Einträge aus einem Datensatz mit Punktannotationen
⁂
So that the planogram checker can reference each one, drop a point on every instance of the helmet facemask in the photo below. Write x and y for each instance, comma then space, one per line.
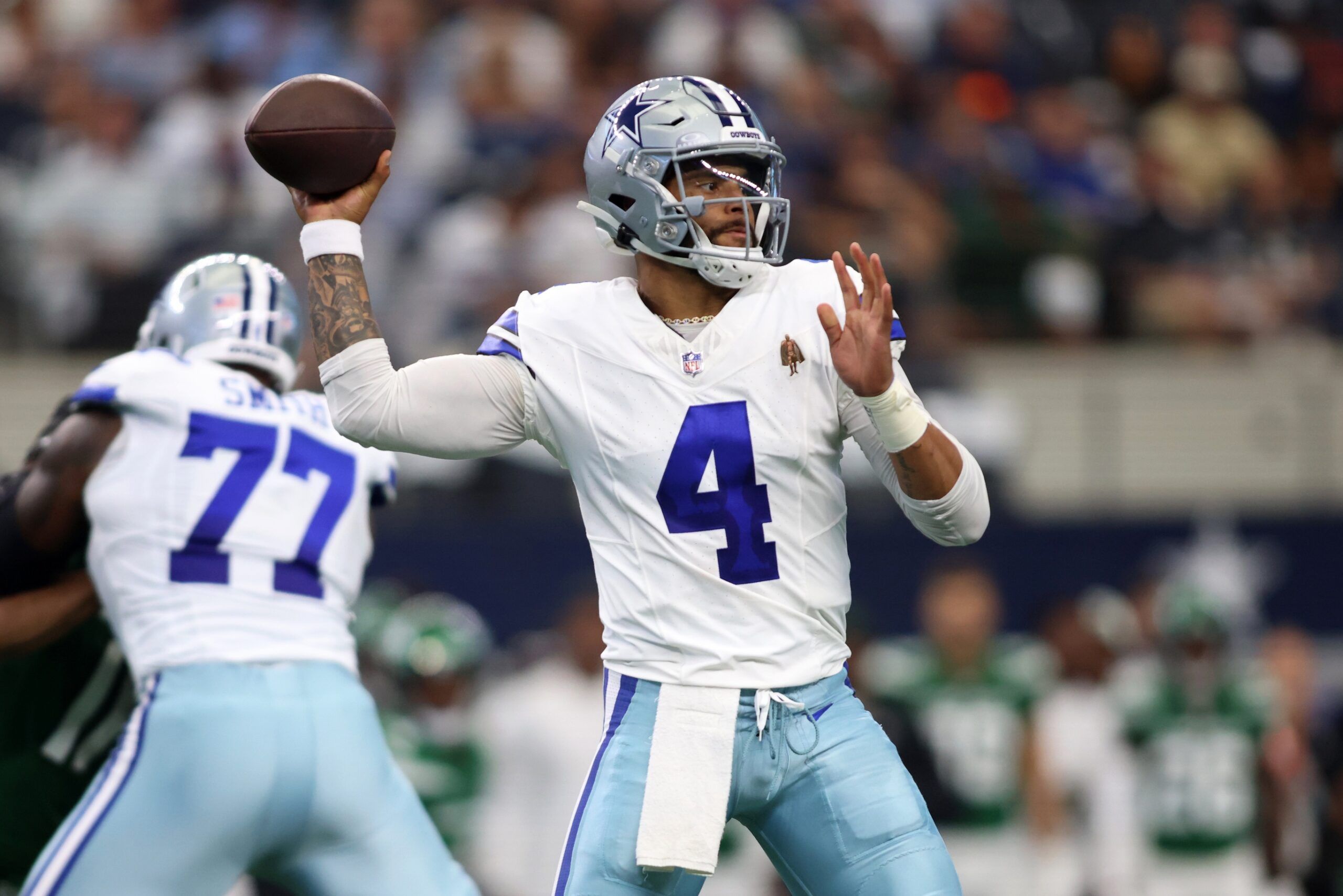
680, 240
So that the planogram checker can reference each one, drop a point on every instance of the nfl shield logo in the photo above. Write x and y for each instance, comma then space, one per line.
227, 303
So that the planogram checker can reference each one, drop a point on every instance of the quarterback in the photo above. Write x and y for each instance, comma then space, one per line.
701, 409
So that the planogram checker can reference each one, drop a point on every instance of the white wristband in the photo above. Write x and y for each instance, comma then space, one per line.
332, 237
899, 418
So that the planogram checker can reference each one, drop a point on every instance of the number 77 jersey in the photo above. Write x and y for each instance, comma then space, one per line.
229, 523
707, 471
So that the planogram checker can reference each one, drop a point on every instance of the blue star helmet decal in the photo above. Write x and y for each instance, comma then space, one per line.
⁂
ZIEL
Formatiere die Zeilen oben als JSON-Liste von Zeichenketten mit einer Zeichenkette je Zeile und ohne Leerzeilen. Lass die Bilder dabei weg.

LÖSUNG
[
  "So that the planogram checker can reference each one, drop a point on every instance of the helmet facemask in the photo below. Write x and y for each instance, comma then space, one per line.",
  "680, 240",
  "So that the planogram checker can reference each one, drop a point on every instance of the nfl shield logo in the photo above. Write x and y for each instance, comma then space, one per line.",
  "227, 303",
  "So that the planogram checker can reference each one, drop a point on every instance of the quarterback in the photo above. Write x and y for each instance, comma then space, one per line.",
  "701, 409",
  "So that the planogram checker can reference each one, drop a point on every instance of the white wristband in the photo above. Write x and y for each instance, comma then space, one per line.",
  "332, 237",
  "899, 418",
  "So that the planogram checker can reference each one, drop a point on every instance of the number 77 jersey in the photo above. Write x and y for each instance, comma then space, one per line.",
  "229, 523",
  "707, 471",
  "So that the planogram checker can reference each one, drop a point on every instance of the blue star helmet decal in the photo above. Write x and y for each instance, comma then space, one per line."
]